_What the task requires_:
List every line in the data below that contains the string "khaki", treating uppercase and lowercase as different.

Object location annotation data:
^^^^

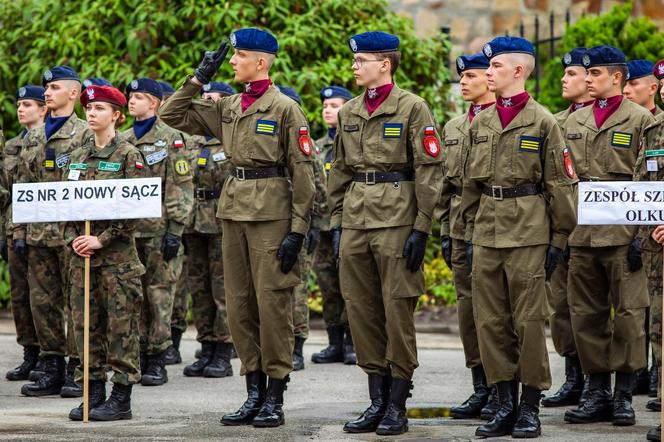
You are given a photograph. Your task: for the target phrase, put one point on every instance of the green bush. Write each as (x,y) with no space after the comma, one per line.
(637,38)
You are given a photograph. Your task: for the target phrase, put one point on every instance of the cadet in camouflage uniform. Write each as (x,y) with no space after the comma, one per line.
(574,90)
(204,273)
(474,88)
(31,110)
(159,241)
(518,209)
(340,341)
(115,270)
(384,183)
(44,154)
(265,208)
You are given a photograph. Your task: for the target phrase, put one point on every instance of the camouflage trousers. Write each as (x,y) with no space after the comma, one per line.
(327,273)
(205,282)
(49,300)
(26,335)
(115,308)
(159,283)
(301,295)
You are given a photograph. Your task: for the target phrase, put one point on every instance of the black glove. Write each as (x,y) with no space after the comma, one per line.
(313,236)
(336,240)
(469,254)
(209,66)
(414,249)
(634,261)
(554,255)
(289,250)
(20,248)
(170,246)
(446,246)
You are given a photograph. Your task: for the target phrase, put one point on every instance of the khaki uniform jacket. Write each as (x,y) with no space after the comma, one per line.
(267,134)
(42,161)
(390,140)
(529,151)
(164,152)
(605,154)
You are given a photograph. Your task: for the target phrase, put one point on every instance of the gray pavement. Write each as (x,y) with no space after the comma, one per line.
(319,400)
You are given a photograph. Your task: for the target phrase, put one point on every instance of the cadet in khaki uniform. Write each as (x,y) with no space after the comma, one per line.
(605,261)
(383,186)
(518,209)
(340,341)
(203,275)
(115,289)
(574,90)
(474,89)
(31,110)
(44,154)
(265,207)
(159,241)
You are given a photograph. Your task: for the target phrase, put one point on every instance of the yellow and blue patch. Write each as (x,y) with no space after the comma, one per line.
(621,139)
(266,127)
(530,144)
(392,130)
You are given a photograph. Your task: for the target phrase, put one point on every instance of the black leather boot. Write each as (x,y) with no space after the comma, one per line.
(598,406)
(298,355)
(527,424)
(394,420)
(198,367)
(570,392)
(220,364)
(52,380)
(492,405)
(505,418)
(472,408)
(379,392)
(256,381)
(172,354)
(116,407)
(271,413)
(96,398)
(30,358)
(334,351)
(156,373)
(350,358)
(71,388)
(623,413)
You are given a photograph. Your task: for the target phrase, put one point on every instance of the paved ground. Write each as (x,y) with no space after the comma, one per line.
(319,400)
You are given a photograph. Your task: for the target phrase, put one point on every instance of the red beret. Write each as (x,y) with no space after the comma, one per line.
(658,70)
(107,94)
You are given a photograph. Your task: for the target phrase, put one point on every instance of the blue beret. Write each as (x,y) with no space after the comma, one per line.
(146,85)
(375,41)
(639,68)
(335,92)
(574,57)
(253,39)
(508,45)
(290,93)
(59,73)
(475,61)
(219,86)
(30,92)
(166,88)
(94,81)
(603,56)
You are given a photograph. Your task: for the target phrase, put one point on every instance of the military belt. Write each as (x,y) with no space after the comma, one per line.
(242,173)
(500,192)
(373,177)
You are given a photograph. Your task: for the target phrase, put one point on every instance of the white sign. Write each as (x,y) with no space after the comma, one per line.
(621,202)
(86,200)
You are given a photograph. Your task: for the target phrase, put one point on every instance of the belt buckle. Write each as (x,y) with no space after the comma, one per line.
(499,195)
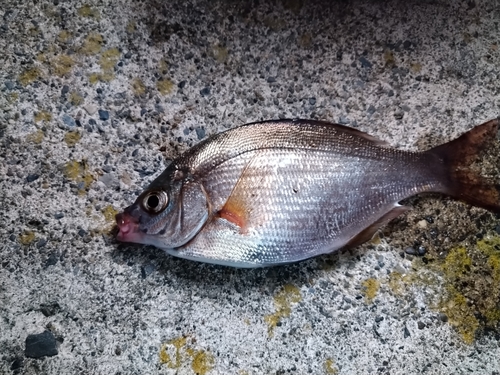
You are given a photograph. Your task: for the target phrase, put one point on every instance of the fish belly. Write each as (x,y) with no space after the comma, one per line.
(290,205)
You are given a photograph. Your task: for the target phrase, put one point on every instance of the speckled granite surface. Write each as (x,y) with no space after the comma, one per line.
(96,97)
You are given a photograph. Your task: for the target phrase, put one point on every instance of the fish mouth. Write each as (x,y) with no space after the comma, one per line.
(128,228)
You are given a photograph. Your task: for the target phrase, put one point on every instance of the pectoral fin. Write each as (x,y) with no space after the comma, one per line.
(235,212)
(368,233)
(238,208)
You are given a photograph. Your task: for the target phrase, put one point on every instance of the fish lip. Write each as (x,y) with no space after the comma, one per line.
(128,227)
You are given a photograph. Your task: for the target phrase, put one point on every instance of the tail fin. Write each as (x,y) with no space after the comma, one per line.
(463,182)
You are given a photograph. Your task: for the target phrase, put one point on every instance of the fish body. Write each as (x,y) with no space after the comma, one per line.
(278,192)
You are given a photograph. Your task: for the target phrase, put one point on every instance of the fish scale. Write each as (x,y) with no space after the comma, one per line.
(277,192)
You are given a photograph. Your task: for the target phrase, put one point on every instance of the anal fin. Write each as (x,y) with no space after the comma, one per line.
(368,233)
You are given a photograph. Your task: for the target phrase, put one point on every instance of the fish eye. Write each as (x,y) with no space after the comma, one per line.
(155,201)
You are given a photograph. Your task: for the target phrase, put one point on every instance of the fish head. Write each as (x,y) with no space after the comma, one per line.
(168,214)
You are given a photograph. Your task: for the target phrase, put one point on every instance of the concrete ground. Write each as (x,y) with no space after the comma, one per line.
(97,96)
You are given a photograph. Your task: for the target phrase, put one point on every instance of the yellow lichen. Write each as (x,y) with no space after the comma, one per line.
(330,367)
(62,65)
(29,76)
(457,263)
(64,36)
(87,11)
(108,59)
(36,137)
(138,87)
(178,343)
(283,304)
(200,360)
(92,44)
(370,289)
(27,237)
(75,98)
(490,247)
(165,86)
(43,116)
(72,138)
(469,275)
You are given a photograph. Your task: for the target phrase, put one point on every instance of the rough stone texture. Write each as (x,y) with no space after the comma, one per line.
(41,345)
(96,97)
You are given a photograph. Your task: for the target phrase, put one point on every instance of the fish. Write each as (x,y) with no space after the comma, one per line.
(282,191)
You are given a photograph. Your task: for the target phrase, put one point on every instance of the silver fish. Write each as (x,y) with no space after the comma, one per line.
(277,192)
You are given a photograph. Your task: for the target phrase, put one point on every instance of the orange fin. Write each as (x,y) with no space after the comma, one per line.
(368,233)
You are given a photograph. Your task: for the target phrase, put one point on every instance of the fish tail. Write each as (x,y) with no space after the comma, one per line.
(462,181)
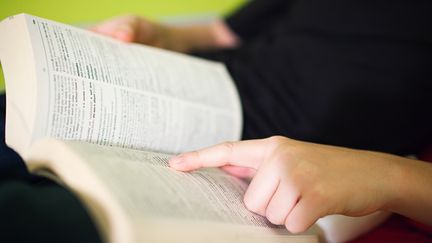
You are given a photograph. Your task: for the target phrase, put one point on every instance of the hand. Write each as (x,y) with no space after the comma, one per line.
(132,28)
(296,183)
(137,29)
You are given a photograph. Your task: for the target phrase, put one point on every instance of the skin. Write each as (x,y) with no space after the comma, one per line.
(295,183)
(130,28)
(292,183)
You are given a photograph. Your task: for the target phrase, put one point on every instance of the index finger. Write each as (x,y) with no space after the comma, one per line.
(248,153)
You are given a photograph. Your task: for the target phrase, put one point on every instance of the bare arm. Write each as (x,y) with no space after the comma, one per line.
(214,35)
(295,183)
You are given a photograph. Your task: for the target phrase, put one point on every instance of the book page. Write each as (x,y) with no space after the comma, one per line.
(136,197)
(95,89)
(147,187)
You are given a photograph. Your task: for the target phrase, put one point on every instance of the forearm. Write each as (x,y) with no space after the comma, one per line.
(413,185)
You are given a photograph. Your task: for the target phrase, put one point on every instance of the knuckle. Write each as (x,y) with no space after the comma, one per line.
(295,228)
(228,147)
(274,217)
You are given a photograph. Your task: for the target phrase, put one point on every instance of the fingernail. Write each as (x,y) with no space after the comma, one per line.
(177,160)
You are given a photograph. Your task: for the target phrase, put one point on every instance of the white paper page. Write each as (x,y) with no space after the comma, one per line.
(99,90)
(147,188)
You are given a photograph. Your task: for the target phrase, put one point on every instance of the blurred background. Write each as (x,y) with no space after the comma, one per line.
(87,12)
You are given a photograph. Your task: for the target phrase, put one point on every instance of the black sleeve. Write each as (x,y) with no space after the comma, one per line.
(256,17)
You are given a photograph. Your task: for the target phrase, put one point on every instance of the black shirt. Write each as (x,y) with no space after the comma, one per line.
(342,72)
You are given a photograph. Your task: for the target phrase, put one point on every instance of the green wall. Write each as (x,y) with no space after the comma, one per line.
(91,11)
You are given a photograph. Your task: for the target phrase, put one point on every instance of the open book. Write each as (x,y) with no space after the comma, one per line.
(103,117)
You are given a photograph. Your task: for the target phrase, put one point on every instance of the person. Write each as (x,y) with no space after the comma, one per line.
(347,73)
(295,183)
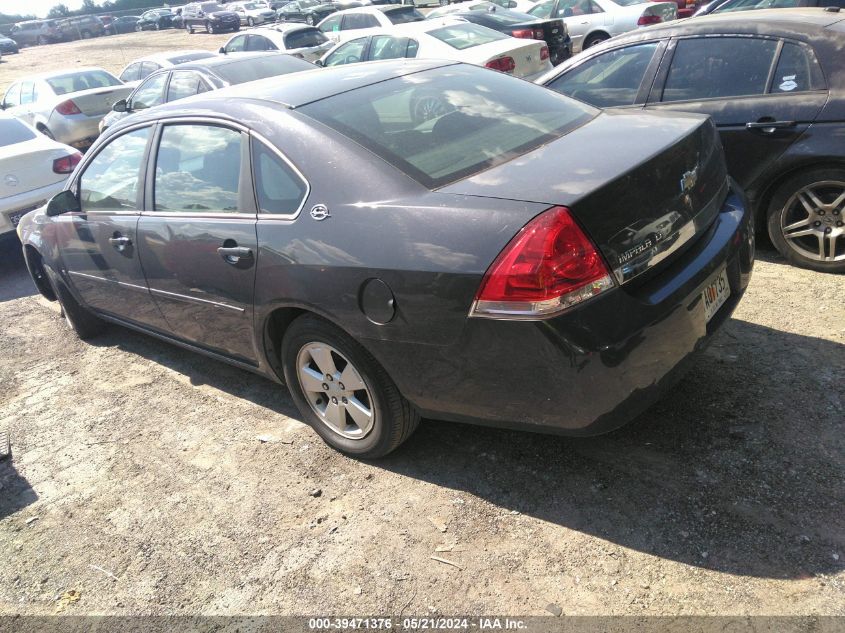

^^^^

_Written solution_:
You are given a photograph. Your task: for the target phrase, put one point on every instance of the khaki uniform jacket. Write each as (x,y) with no space after the comma, one per line.
You are given a photograph. Your task: for the target phrase, put one point on every instance of the cadet in khaki uniform. Write each as (x,y) with no space after the comma, one per line.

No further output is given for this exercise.